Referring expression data
========================
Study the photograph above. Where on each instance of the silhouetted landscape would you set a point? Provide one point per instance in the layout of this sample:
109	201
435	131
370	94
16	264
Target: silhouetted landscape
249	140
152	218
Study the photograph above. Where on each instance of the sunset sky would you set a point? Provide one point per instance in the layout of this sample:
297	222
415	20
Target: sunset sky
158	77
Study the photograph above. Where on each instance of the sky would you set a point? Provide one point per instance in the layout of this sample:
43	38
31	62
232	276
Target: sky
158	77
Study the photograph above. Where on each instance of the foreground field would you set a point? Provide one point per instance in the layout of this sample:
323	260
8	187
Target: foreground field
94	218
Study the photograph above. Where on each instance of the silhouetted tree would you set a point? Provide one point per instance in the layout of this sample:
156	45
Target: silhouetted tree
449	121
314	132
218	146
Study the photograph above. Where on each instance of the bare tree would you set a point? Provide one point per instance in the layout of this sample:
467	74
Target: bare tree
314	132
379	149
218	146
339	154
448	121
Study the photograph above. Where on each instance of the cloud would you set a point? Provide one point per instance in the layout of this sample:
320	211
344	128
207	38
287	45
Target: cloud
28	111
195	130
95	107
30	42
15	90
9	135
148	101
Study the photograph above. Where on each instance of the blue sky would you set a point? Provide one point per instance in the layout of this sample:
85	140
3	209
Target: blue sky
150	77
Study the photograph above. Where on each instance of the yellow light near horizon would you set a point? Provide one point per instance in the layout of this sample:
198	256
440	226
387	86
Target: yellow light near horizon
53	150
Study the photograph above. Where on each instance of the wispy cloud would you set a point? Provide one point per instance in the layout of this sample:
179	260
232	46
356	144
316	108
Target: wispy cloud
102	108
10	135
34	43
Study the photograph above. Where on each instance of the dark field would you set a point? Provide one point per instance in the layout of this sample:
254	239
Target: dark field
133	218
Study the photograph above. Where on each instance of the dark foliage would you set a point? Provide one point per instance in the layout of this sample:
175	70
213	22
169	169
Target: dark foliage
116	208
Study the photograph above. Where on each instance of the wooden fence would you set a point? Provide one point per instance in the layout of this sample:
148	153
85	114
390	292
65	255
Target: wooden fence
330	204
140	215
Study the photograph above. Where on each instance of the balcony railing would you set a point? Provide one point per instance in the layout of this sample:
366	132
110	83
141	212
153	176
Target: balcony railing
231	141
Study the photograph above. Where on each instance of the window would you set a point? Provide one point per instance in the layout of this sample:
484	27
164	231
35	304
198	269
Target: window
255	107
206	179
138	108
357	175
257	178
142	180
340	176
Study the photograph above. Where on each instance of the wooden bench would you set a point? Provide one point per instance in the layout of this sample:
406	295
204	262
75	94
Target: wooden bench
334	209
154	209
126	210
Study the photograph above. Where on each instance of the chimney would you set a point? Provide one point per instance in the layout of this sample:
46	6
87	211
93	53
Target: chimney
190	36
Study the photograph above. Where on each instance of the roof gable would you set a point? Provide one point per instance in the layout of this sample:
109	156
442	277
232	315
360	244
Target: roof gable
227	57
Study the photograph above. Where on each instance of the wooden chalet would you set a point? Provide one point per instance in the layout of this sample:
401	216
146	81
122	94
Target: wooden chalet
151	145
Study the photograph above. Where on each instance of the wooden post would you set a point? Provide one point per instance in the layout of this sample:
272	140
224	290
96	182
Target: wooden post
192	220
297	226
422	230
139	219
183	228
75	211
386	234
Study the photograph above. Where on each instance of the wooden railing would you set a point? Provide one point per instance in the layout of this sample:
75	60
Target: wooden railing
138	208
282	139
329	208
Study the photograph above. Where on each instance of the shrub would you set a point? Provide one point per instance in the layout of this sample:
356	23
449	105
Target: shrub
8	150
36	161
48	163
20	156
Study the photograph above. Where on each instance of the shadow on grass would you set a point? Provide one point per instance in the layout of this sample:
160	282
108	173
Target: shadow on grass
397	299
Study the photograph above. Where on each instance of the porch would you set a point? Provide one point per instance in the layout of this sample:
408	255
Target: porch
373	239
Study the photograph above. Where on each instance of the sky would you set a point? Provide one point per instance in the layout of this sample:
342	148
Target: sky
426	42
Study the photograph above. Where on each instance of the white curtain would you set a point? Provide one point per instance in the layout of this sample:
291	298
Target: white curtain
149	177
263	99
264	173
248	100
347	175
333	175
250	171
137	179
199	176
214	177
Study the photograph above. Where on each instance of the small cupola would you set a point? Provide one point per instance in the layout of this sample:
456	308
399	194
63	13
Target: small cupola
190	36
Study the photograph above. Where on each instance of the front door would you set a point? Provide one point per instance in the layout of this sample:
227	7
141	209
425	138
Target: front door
========================
How to complete this task
For the string "front", tally the lines above that contain it and give only the figure.

Reply
2